• [Ziel der Übung]: Bitte gib die gesamte Auflistung erneut aus und tausche dabei jedes "retail shelf audit" gegen "store shelf review", ohne sonst etwas zu ändern. Die Bilder bleiben in deiner Antwort weg.

☆ ☆ ☆ ☆ ☆

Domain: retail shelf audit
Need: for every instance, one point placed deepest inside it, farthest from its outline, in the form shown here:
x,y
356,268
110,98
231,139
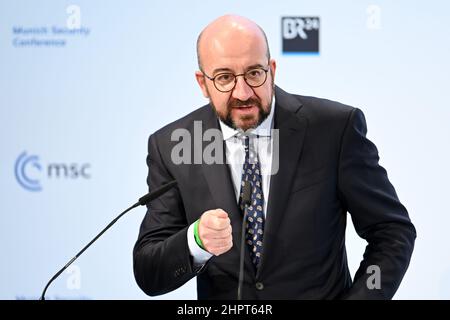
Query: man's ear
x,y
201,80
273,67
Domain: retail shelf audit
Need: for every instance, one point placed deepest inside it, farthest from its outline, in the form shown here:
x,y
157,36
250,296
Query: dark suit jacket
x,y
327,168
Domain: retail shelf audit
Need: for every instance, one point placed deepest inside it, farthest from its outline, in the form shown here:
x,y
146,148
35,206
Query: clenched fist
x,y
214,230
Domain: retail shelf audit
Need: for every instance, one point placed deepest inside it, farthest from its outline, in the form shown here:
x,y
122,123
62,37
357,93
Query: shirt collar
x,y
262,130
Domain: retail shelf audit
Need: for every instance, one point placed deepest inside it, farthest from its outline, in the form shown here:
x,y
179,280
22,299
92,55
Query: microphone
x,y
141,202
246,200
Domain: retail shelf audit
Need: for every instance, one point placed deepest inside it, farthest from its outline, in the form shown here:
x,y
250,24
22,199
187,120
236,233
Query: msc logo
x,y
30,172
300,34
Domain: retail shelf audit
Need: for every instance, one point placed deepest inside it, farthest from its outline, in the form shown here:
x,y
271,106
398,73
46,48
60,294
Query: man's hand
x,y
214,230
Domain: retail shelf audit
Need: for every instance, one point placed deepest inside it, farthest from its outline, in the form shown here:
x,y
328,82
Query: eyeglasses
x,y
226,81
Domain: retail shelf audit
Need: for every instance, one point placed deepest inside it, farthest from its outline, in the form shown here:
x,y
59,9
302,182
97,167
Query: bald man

☆ ☆ ☆ ☆ ☆

• [Antwort]:
Domain: store shelf review
Need: for every instance, one point placed deepest inside it, farthest from its outline, in the form shown here:
x,y
356,268
110,98
231,139
Query: man's ear
x,y
201,80
273,67
Domain: store shelf review
Need: for every instance, one point placed deepest inside it, farthest from its outline, in the form shown here:
x,y
157,36
250,296
Query: dark suit jacket
x,y
327,168
Domain: store shelf review
Need: for every instance, one point placed deepest inside it, farthest from its outline, in the form shown here:
x,y
146,148
35,206
Query: clenched fist
x,y
214,230
Domain: store shelf review
Need: for every instance, one point placed deepest inside it, farthest from its outline, in the form shown here:
x,y
122,123
62,37
357,93
Query: shirt collar
x,y
262,130
Domain: store shelf review
Need: for every instance, one point placed deepest inside it, farthest from its outline, in the form shown here:
x,y
179,280
22,299
92,55
Query: microphone
x,y
141,202
246,200
Domain: store shelf review
Need: for every instance, one point placed deepest inside it, farthest from its outline, in the form shown here:
x,y
250,24
22,199
187,120
236,233
Query: msc logo
x,y
30,172
300,34
Domain: store shelf review
Need: for every instance, one point placed deepest inside it, farthest from its outline, in the form shown here:
x,y
271,106
398,73
46,48
60,294
Query: man's hand
x,y
214,230
Domain: store shelf review
Need: for every instance, one point placed deepest inside it, farthest from its outline, in the form shown here:
x,y
328,82
Query: eyeglasses
x,y
226,81
Domain: store shelf review
Need: for every instance, one point placed deepest inside it, farthest from its outline, in the form shown here:
x,y
59,9
302,182
97,167
Query: bald man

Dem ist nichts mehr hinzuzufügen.